From access to participation
Even where systems expanded access, these layered challenges meant many learners still could not benefit. The issue is not a single gap, but how multiple barriers interact.
Kenya invested significantly in digital learning before and during the pandemic through initiatives such as Edu TV, the Kenya Education Cloud, and the Digital Literacy Program—a government-led effort to equip primary schools with devices and digital content.
This improved access yet families still faced barriers—unreliable connectivity, shared devices, limited digital skills and low awareness. Even when content existed, it did not always reach those who needed it most.
This reflects the global assessment found in the latest UNESCO GEM report: the digital transformation of education risks deepening existing inequalities when investment in infrastructure does not include support to ensure accessible content, affordability, digital literacy and community awareness.
But when learning is designed differently, the experience changes completely.
Inclusive design in practice
About six months after schools closed during Covid, we discovered accessible digital stories developed in Kenyan Sign Language through eKitabu Studio KSL and others. These range from television broadcasts to on-demand digital resources, self-paced and in my son’s own language.
I will never forget the first time he watched one.
He called everyone into the room.
“Come and see my teacher!”
The joy on his face is something I will carry with me for the rest of my life.
What he saw was more than a signer on a screen. He saw a story he could follow independently, without gaps. Most importantly, he saw that the content had been created with him in mind.
Experiences like this point to a clear set of priorities for policymakers.
Implications for policy
Countries are now investing in connectivity at scale, through broadband expansion, school internet initiatives and AI in education. These are important steps. But a connected classroom that excludes learners with disabilities is not progress. It is the same exclusion at higher speed.
Start with accessibility. It must be embedded from the outset—in curriculum, platforms and procurement—not added later.
Invest in content as much as connectivity. A connected school is not inclusive if learners cannot use what is delivered.
Design with learners. Learners with disabilities and their families should be part of the process. Co-design is not a courtesy—it improves outcomes.
Build inclusive AI now. AI is already being used to generate sign language avatars, produce captions and create accessible content at scale. AI can expand access, but only if inclusion is built into its foundations.
Measuring inclusion
My son’s story is not unique. That is exactly why it matters—and why it is a reason for optimism.

_Exercise requirements_. Please list the initiatives through which Kenya invested in digital learning, according to the text on inclusive digital learning.

_Provided material_.

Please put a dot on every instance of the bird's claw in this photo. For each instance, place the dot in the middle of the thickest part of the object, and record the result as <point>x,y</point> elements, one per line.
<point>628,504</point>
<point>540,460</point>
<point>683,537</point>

_Solution for this exercise_. Edu TV, the Kenya Education Cloud, and the Digital Literacy Program.